- **Task goal**: Could you copy out every line of the records below character for character, leaving the pictures out of your answer?
+++
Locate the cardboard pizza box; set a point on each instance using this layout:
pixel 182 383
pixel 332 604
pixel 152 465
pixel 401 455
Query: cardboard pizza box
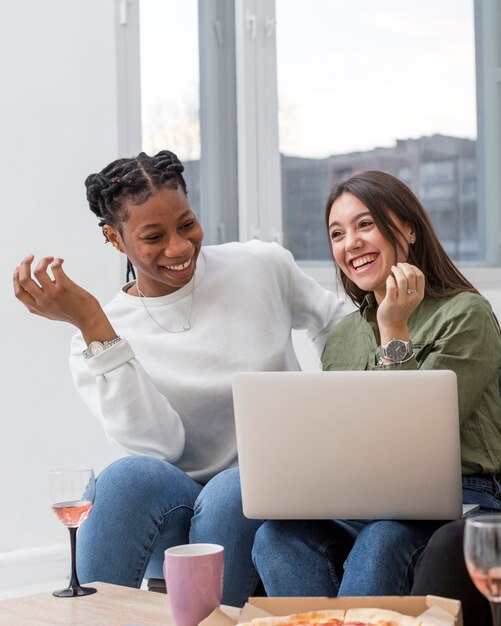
+++
- **Task solution**:
Locate the cardboard pizza box; set a point on each instance using this layout:
pixel 182 383
pixel 332 604
pixel 152 465
pixel 401 455
Query: cardboard pizza box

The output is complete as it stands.